**TASK INPUTS:**
======
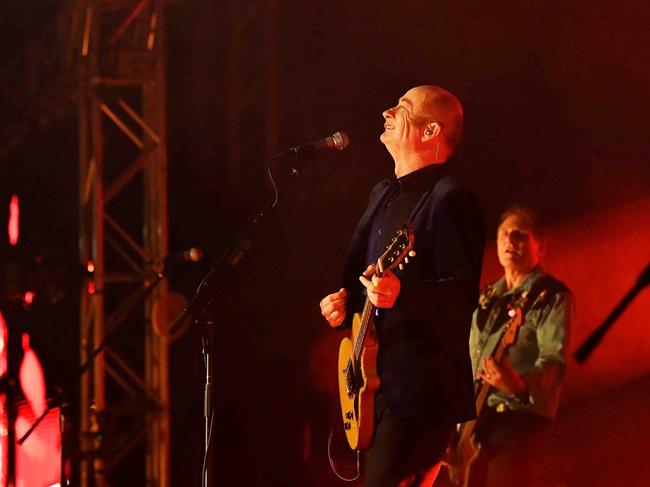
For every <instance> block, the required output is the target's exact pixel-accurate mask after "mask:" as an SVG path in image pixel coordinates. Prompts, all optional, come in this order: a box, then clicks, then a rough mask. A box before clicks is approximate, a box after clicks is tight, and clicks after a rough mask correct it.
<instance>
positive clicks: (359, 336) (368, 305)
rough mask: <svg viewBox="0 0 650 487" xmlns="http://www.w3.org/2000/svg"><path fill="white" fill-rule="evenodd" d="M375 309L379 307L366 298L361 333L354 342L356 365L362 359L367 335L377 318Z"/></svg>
mask: <svg viewBox="0 0 650 487" xmlns="http://www.w3.org/2000/svg"><path fill="white" fill-rule="evenodd" d="M375 309H377V307H376V306H375V305H374V304H372V303H371V302H370V299H368V298H366V302H365V303H364V305H363V311H362V312H361V320H360V325H359V333H358V334H357V337H356V340H355V341H354V350H353V356H354V361H355V363H357V362H358V361H359V359H360V358H361V352H362V351H363V342H364V340H365V339H366V334H367V332H368V327H369V326H370V323H371V321H372V318H373V317H374V316H375Z"/></svg>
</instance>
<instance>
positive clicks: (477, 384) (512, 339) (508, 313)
mask: <svg viewBox="0 0 650 487" xmlns="http://www.w3.org/2000/svg"><path fill="white" fill-rule="evenodd" d="M525 300H526V298H525V296H524V297H521V298H520V299H518V300H516V301H515V302H514V303H513V304H512V305H511V307H510V309H509V310H508V316H509V319H508V321H507V323H506V325H505V329H504V332H503V336H502V337H501V340H500V341H499V345H498V346H497V347H496V348H495V350H494V352H493V353H492V358H493V359H494V360H495V362H497V363H499V362H500V361H501V359H502V358H503V355H504V353H505V351H506V349H507V348H508V347H509V346H510V345H512V344H513V343H514V342H515V341H516V339H517V332H518V331H519V327H520V326H521V324H522V322H523V311H522V308H523V306H524V304H525ZM490 390H491V386H490V384H487V383H485V382H483V381H481V380H478V381H476V383H475V384H474V397H475V398H476V414H477V418H478V419H477V420H473V421H467V422H466V423H462V424H461V425H460V427H459V428H458V431H457V432H456V434H455V435H454V437H453V438H452V440H451V442H450V444H449V446H448V447H447V453H446V456H445V460H444V462H443V463H444V465H445V466H446V467H447V469H448V470H449V480H450V482H451V485H453V486H454V487H467V485H468V483H469V474H470V469H471V467H472V464H473V463H474V461H475V460H476V458H477V457H478V454H479V452H480V450H481V444H480V443H479V442H478V441H477V440H476V437H475V431H476V422H477V421H479V420H480V417H481V412H482V411H483V408H484V407H485V403H486V402H487V398H488V395H489V393H490Z"/></svg>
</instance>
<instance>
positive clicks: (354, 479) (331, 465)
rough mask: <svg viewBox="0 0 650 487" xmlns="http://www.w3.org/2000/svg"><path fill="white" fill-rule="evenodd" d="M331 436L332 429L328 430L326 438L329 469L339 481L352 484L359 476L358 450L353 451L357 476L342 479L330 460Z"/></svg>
mask: <svg viewBox="0 0 650 487" xmlns="http://www.w3.org/2000/svg"><path fill="white" fill-rule="evenodd" d="M333 435H334V427H332V428H331V429H330V434H329V436H328V437H327V459H328V460H329V462H330V468H331V469H332V472H334V475H336V476H337V477H338V478H339V479H341V480H343V481H344V482H354V481H355V480H357V479H358V478H359V476H360V475H361V469H360V468H359V450H355V451H354V452H355V453H356V454H357V474H356V475H355V476H354V477H352V478H346V477H343V476H342V475H341V474H340V473H338V472H337V471H336V465H334V459H333V458H332V436H333Z"/></svg>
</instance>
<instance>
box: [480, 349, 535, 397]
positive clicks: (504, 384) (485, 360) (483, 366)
mask: <svg viewBox="0 0 650 487" xmlns="http://www.w3.org/2000/svg"><path fill="white" fill-rule="evenodd" d="M504 358H505V357H504ZM478 378H479V379H481V380H483V381H484V382H487V383H488V384H490V385H491V386H493V387H495V388H497V389H499V390H502V391H504V392H507V393H508V394H512V395H515V396H517V395H520V394H524V393H525V392H526V390H527V389H528V387H527V386H526V383H525V382H524V380H523V379H522V378H521V376H520V375H519V374H518V373H517V372H516V371H515V369H513V368H512V366H511V365H510V364H509V363H508V360H507V359H505V360H503V361H502V364H501V365H499V364H497V363H496V362H495V361H494V359H493V358H492V357H488V358H486V359H484V360H483V368H482V369H481V370H479V372H478Z"/></svg>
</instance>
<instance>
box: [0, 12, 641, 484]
======
Pictures stay out; all other material above is restated word for word.

**FINAL ANSWER:**
For every <instance> block, the required output is the target's exact pixel-accurate mask after "mask:" as an SVG path in image pixel coordinates. Prompts, all optional, come in this order: a box, then clicks, then a rough mask. A box before clicks is approximate, a box after clicks is tight, and clicks after a rough mask correct it.
<instance>
positive clicks: (359, 336) (368, 305)
rough mask: <svg viewBox="0 0 650 487" xmlns="http://www.w3.org/2000/svg"><path fill="white" fill-rule="evenodd" d="M375 309L379 307L366 298L361 333L354 342L356 365L362 359L367 335L377 318Z"/></svg>
mask: <svg viewBox="0 0 650 487" xmlns="http://www.w3.org/2000/svg"><path fill="white" fill-rule="evenodd" d="M375 309H377V307H376V306H375V305H374V304H372V303H371V302H370V299H368V298H366V302H365V303H364V305H363V311H362V312H361V320H360V325H359V333H358V334H357V337H356V340H355V341H354V350H353V356H354V361H355V363H357V362H358V361H359V359H360V358H361V352H362V351H363V342H364V340H365V339H366V334H367V332H368V327H369V326H370V323H371V321H372V318H373V317H374V316H375Z"/></svg>
</instance>
<instance>
positive clicks: (477, 384) (512, 339) (508, 313)
mask: <svg viewBox="0 0 650 487" xmlns="http://www.w3.org/2000/svg"><path fill="white" fill-rule="evenodd" d="M525 300H526V298H525V296H524V297H521V298H520V299H518V300H516V301H515V302H514V303H513V304H512V305H511V307H510V309H509V310H508V316H509V319H508V321H507V323H506V325H505V329H504V332H503V336H502V337H501V340H500V341H499V345H498V346H497V347H496V348H495V350H494V352H493V353H492V358H493V359H494V360H495V362H497V363H499V362H500V361H501V359H502V358H503V355H504V353H505V351H506V349H507V348H508V347H509V346H510V345H512V344H513V343H514V342H515V341H516V339H517V332H518V331H519V327H520V326H521V324H522V322H523V311H522V308H523V306H524V304H525ZM490 390H491V386H490V384H487V383H485V382H483V381H481V380H478V381H476V383H475V384H474V397H475V398H476V414H477V418H478V419H477V420H473V421H467V422H466V423H462V424H461V425H460V427H459V428H458V431H457V432H456V434H455V435H454V437H453V438H452V440H451V442H450V444H449V446H448V447H447V453H446V456H445V460H444V462H443V463H444V465H445V466H446V467H447V469H448V470H449V480H450V482H451V485H453V486H454V487H467V485H468V483H469V474H470V469H471V467H472V464H473V463H474V461H475V460H476V458H477V457H478V454H479V452H480V450H481V444H480V443H479V442H478V441H477V440H476V437H475V431H476V422H477V421H479V420H480V417H481V412H482V411H483V408H484V407H485V403H486V402H487V398H488V395H489V393H490Z"/></svg>
</instance>
<instance>
positive clicks: (354, 479) (331, 465)
rough mask: <svg viewBox="0 0 650 487" xmlns="http://www.w3.org/2000/svg"><path fill="white" fill-rule="evenodd" d="M331 436L332 429L328 430L326 438L329 469L339 481L352 484L359 476L358 450L353 451L357 476L342 479L330 460Z"/></svg>
mask: <svg viewBox="0 0 650 487" xmlns="http://www.w3.org/2000/svg"><path fill="white" fill-rule="evenodd" d="M333 435H334V427H332V428H331V429H330V434H329V436H328V437H327V459H328V460H329V462H330V468H331V469H332V472H334V475H336V476H337V477H338V478H339V479H341V480H343V481H344V482H354V481H355V480H357V479H358V478H359V476H360V475H361V469H360V468H359V450H355V451H354V452H355V453H356V454H357V474H356V475H355V476H354V477H352V478H346V477H343V476H342V475H341V474H340V473H338V472H337V471H336V465H334V459H333V458H332V436H333Z"/></svg>
</instance>
<instance>
box: [480, 349, 535, 397]
positive clicks: (504, 384) (485, 360) (483, 366)
mask: <svg viewBox="0 0 650 487" xmlns="http://www.w3.org/2000/svg"><path fill="white" fill-rule="evenodd" d="M504 358H505V357H504ZM478 378H479V379H481V380H483V381H484V382H487V383H488V384H490V385H491V386H493V387H495V388H497V389H499V390H502V391H504V392H507V393H508V394H512V395H515V396H517V395H520V394H524V393H525V392H526V390H527V389H528V387H527V386H526V383H525V382H524V380H523V379H522V378H521V376H520V375H519V374H518V373H517V372H516V371H515V369H513V368H512V366H511V365H510V364H509V363H508V360H507V359H505V360H503V361H502V364H501V365H499V364H497V363H496V362H495V361H494V359H493V358H492V357H488V358H486V359H484V360H483V368H482V369H481V370H479V372H478Z"/></svg>
</instance>
<instance>
box: [0, 12, 641, 484]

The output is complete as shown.